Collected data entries
------------------------------------------------
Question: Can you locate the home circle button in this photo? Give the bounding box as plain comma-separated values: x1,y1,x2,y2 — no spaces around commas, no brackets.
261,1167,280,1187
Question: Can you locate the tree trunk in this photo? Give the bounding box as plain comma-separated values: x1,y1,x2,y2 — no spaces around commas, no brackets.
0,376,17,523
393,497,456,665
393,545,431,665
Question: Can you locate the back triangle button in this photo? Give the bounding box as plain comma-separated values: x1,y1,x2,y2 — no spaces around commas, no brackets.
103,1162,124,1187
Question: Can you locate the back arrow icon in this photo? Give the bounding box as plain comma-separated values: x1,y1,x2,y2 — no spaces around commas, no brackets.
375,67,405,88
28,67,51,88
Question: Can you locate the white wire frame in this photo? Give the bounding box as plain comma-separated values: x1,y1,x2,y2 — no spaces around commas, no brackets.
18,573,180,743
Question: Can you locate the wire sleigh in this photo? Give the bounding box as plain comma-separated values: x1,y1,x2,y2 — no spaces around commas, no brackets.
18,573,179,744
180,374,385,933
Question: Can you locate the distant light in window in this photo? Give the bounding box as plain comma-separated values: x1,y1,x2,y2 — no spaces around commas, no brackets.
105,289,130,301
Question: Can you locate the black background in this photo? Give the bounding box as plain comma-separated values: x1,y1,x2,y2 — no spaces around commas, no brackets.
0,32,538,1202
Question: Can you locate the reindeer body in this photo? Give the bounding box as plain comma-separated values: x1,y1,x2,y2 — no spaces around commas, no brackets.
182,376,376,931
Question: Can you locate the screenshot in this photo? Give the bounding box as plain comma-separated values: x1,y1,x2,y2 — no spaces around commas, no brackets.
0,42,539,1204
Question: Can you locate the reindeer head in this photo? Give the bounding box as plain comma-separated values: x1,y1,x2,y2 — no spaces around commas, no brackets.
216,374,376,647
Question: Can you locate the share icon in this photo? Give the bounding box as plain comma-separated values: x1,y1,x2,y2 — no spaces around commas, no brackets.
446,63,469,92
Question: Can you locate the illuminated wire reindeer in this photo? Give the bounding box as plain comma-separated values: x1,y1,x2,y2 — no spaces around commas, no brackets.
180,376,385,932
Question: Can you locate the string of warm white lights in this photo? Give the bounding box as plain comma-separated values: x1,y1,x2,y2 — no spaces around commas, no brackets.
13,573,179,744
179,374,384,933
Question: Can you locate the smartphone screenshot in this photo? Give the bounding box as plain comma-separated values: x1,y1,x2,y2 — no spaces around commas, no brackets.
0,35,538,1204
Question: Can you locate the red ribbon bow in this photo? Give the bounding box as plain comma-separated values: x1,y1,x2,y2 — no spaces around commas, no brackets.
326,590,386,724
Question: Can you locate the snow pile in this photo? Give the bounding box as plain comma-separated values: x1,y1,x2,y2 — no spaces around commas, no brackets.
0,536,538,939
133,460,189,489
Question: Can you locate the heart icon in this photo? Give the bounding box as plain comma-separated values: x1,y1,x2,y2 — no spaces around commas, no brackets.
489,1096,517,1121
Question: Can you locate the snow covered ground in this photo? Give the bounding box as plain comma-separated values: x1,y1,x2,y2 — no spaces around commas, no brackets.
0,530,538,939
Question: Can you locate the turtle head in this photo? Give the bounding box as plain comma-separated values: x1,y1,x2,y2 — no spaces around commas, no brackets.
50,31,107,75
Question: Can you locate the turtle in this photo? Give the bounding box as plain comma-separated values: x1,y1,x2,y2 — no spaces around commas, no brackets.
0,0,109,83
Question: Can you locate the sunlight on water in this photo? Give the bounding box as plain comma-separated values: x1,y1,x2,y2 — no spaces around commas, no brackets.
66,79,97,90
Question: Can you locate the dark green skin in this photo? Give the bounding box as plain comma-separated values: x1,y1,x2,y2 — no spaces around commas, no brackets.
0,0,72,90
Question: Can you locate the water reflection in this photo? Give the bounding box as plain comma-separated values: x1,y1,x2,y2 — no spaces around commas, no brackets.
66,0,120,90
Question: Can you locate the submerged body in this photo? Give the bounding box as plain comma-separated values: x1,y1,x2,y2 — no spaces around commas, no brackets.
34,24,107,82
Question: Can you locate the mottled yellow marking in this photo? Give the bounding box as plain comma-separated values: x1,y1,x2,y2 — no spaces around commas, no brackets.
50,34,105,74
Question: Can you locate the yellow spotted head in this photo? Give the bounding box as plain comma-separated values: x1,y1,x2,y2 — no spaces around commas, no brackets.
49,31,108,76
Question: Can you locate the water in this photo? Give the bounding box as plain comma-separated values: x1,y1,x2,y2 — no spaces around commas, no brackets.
------------------------------------------------
## Given instruction
Write out every line of the entries above, reproducing each one verbatim.

## The solution
Question: Can you locate the home circle button in this photo? Give the bounding box as plain comma-separated values: x1,y1,x2,y2 — no spaces around commas, no brackets.
261,1167,280,1187
Question: Can you locate the tree trunk in this photo? Give the bounding box as plain comma-separated values: x1,y1,x2,y2 — no spaces around commas, no brackets.
0,376,17,523
393,497,456,665
393,545,431,665
Question: Can you locate the back triangle button in this photo? Give the bounding box as plain comma-separated values: x1,y1,x2,y2 — no spaces around commas, no brackets.
103,1162,124,1187
Question: Can you locate the back arrow icon in this photo? Give the bounding box as plain comma-separated values: x1,y1,x2,y2 — no spaces around commas, no brackets.
375,67,405,88
28,67,51,88
Question: Can you locate the white wire frame in this photo? Give the bounding box as plain comma-separated values: x1,y1,x2,y2 — no spaces around commas, no brackets.
18,573,180,743
Question: Can you locate the wire sleigh in this photo? Give the bounding box as plain comma-separated values: x1,y1,x2,y2 — no spaces around commas, no brackets.
18,573,179,744
180,374,385,933
Question: Can you locate the distant light in window in this photo? Give the bounding box as plain comma-separated values: x1,y1,x2,y2 — no spaces around commas, no brackets.
105,289,130,301
Question: Can you locate the black background in this photo? Give the bounding box as plain comma-separated values: x1,y1,x2,y2 — no spaces around commas, no brackets.
0,32,538,1202
Question: Can you locate the reindeer body in this photo? Give the bounding box as plain comma-separated values: x1,y1,x2,y2 — no spaces around commas, no brackets.
182,376,376,931
Question: Can you locate the screenshot in this photo? Give the bounding box as plain comma-separated values: x1,y1,x2,y2 — no spaces around commas, no brackets.
0,42,539,1204
Question: Can you locate the reindeer head in this photo? Give the bounding box as plain comma-separated values: x1,y1,x2,y2 — no spaces around commas, no brackets.
216,374,376,647
Question: Can you locate the share icon in this photo? Give the bounding box as plain comma-separated values: x1,y1,x2,y2 — no spaces around commas, no brackets.
446,63,469,92
Question: Can you locate the illuminated wire reindeer in this photo? Give the bounding box as plain comma-separated values: x1,y1,x2,y2 — no spaces around commas, no brackets.
180,376,385,932
Question: Can you locate the string of warm white lights in this photo? Give the bounding box as plain comma-separated values: x1,y1,x2,y2 — no spaces around commas, no brackets.
13,573,179,744
179,374,384,933
Question: Can you locate the smartphone screenshot in this photo? Give the bounding box as plain comma-separated values: x1,y1,x2,y2 — no spaces around commas, no brackets.
0,35,538,1204
Question: Can you locate the red ribbon bow in this photo? Give the bounding box as plain comma-separated values: x1,y1,x2,y2 — no spaces around commas, no brackets.
326,590,386,724
Question: Can you locate the snow pile in this photo? Give the bounding box as plain comma-separated values: x1,y1,x2,y2 — no spaces around commas, no brackets.
0,536,538,939
133,460,189,489
Question: Can you locate the heart icon in this photo? Give the bounding box as plain comma-separated values: x1,y1,x2,y2 — no spaces around commas, no brackets.
489,1096,517,1121
Question: Can you locate the snow covered ground in this photo? Give the bounding box as plain comma-separated values: x1,y1,x2,y2 — no spaces around commas, no brackets.
0,530,538,939
Question: Can you locate the turtle head in this photo? Give the bounding box as plain comma-separated values: x1,y1,x2,y2 — no spaces around commas, no brackets.
50,31,107,75
Question: Can you locate the turtle in this photo? Give the bounding box as plain comma-separated values: x1,y1,x2,y2 — no spaces around commas, no brackets.
0,0,109,83
Question: Can you locate the sunlight on water in this photo? Give the bounding box as plain comma-separated values: x1,y1,x2,y2 — no spaces around commas, no brackets.
66,79,97,90
Question: Can you locate the dark green skin in this photo? Give the bounding box as plain comma-separated values: x1,y1,x2,y2 — no spaces around commas, no brackets.
0,0,72,90
Question: Can you locate the water reflection in this photo? Give the bounding box as plain comma-separated values: x1,y1,x2,y2 — no spaces around commas, no brackets.
66,0,120,90
Question: Can you locate the submerged body in this photo? Give the bounding box as plain comma-separated values: x1,y1,x2,y2 — no spaces around commas, no brackets.
34,24,107,82
Question: Can you locate the mottled yellow marking in this photo? Give the bounding box as plain comma-separated values: x1,y1,x2,y2 — no spaces around commas, no brackets.
50,34,105,74
Question: Can you locate the yellow spotted head in this photo? Give the bounding box as plain comma-separated values: x1,y1,x2,y2 — no spaces around commas, no brackets.
49,31,108,76
Question: Can you locate the water in this photo? Give the bounding box as plain comma-separated values: x1,y1,x2,y2 — no spaces around commas, no brackets.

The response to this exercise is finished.